◆ Work request ◆
Wherever the word "then" occurs in the lines below, copy the whole line.

(Saved data entries)

((

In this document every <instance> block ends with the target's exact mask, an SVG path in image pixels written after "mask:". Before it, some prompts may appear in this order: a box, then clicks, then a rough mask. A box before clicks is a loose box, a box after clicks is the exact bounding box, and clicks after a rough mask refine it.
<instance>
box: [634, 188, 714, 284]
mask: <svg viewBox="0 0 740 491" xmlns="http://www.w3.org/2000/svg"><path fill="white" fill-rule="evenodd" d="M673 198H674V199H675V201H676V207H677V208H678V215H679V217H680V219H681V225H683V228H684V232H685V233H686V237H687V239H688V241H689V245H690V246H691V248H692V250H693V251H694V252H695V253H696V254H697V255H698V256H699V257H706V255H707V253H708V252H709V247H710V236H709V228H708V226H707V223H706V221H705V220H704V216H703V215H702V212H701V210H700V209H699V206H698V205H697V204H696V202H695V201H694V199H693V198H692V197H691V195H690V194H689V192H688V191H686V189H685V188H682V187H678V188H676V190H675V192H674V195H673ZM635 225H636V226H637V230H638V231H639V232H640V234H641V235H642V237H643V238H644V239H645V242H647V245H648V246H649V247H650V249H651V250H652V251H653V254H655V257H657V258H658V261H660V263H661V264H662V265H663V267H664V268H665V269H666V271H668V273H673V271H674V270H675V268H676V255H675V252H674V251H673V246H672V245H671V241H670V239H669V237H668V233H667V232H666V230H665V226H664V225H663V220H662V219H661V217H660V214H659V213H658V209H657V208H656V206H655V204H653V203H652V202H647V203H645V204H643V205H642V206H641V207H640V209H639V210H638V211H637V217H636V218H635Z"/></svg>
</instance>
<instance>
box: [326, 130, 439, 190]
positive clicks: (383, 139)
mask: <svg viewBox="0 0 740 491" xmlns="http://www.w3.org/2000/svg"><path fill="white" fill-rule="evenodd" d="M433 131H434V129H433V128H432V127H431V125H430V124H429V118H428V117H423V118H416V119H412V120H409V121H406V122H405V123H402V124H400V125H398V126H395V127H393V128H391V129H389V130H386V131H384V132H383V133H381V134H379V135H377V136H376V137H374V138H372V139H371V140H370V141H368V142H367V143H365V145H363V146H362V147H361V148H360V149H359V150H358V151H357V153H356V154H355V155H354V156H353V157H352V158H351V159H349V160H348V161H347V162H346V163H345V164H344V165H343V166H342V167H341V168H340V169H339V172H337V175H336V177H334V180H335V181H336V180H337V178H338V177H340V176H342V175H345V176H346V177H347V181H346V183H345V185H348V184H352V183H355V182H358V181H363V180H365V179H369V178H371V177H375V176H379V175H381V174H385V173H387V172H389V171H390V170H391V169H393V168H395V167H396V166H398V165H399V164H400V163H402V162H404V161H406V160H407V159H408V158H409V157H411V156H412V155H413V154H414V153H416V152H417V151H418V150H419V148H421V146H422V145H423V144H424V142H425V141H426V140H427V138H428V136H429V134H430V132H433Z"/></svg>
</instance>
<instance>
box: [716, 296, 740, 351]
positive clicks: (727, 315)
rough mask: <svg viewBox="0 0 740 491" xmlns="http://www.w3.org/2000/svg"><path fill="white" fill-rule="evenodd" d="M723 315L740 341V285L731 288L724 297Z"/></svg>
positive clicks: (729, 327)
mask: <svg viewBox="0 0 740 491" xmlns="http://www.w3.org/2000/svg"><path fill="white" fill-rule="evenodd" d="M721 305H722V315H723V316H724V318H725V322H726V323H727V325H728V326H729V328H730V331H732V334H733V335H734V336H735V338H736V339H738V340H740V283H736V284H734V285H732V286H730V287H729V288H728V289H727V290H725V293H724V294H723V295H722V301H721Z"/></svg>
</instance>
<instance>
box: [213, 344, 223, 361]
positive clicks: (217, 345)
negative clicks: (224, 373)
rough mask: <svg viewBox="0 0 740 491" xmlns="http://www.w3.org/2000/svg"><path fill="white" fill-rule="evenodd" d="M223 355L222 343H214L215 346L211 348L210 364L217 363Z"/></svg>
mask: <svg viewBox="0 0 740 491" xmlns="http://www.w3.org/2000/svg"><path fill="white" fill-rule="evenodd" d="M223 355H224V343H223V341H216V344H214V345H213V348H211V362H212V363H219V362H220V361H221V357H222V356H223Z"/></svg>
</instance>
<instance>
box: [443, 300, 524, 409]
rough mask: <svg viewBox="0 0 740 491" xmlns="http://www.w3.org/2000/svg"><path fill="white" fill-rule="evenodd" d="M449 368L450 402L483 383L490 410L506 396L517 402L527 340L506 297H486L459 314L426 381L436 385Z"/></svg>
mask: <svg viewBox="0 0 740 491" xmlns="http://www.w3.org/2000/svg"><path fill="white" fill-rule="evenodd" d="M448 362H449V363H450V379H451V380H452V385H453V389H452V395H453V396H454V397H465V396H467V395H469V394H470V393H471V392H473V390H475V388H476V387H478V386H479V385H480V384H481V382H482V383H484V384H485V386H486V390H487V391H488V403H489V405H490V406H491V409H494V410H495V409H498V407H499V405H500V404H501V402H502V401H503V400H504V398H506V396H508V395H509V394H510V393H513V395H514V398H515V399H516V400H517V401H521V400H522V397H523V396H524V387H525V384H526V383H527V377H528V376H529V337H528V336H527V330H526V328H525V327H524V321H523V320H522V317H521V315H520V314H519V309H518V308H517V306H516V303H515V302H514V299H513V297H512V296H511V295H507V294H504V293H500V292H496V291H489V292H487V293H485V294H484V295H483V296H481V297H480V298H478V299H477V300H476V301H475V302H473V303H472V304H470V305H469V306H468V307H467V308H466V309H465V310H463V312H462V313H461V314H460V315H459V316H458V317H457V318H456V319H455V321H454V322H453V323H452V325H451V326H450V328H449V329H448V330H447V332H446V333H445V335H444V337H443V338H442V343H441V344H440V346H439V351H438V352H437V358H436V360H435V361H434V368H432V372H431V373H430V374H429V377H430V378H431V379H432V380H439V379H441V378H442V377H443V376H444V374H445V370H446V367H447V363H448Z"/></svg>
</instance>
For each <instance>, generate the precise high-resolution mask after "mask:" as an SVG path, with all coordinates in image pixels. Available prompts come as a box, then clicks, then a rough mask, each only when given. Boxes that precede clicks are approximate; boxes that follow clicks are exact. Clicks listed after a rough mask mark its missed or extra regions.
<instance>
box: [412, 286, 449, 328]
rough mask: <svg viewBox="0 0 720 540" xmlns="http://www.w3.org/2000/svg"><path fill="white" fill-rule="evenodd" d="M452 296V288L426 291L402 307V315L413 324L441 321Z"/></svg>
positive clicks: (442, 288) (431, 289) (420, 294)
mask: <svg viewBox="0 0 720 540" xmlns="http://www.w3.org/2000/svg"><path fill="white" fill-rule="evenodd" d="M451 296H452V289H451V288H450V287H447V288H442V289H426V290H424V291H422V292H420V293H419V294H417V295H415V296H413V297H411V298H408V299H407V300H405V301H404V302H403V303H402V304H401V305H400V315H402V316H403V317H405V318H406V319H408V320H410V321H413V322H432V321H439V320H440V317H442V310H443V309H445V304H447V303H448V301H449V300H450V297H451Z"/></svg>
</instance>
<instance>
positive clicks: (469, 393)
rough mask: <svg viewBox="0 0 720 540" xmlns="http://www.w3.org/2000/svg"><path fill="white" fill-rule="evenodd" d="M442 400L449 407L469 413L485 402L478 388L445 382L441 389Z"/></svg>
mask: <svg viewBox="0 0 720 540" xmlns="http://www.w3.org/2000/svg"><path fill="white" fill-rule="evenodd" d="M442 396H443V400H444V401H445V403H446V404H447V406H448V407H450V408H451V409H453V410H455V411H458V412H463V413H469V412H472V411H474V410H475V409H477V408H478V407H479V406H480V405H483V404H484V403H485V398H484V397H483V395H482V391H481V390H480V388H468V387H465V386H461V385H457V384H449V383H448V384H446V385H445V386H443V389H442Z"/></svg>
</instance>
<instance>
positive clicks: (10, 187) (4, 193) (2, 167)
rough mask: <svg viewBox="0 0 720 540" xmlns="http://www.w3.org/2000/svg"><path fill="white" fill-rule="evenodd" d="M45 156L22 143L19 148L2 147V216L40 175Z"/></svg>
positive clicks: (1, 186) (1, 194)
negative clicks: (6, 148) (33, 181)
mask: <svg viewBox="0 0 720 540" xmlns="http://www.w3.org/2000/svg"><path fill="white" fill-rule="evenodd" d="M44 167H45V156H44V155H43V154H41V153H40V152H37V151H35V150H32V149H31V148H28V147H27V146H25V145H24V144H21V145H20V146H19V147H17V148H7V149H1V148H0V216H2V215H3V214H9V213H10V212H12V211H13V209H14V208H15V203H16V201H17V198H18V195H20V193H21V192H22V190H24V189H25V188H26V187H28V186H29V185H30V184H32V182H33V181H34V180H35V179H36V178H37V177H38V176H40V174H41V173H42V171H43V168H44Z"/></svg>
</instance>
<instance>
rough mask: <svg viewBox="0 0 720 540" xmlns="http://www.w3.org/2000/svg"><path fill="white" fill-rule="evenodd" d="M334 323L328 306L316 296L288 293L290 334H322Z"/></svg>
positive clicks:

))

◆ Solution to the exercise ◆
In this document every <instance> block ends with the target's exact mask, an SVG path in image pixels written after "mask:". Before it, some prompts may appear in this order: a box, then clicks, then a rough mask. A box before clicks is a loose box, a box after clicks is the exact bounding box, and clicks after a rough mask refine it.
For each <instance>, generate the precise high-resolution mask after "mask:" as an SVG path, with all coordinates in image pixels. Available prompts come as a box, then clicks, then a rough mask, each only when given. Boxes that precede clicks are approximate; boxes that follow clicks are exact. Clicks listed after a rough mask mark its missed or extra regions.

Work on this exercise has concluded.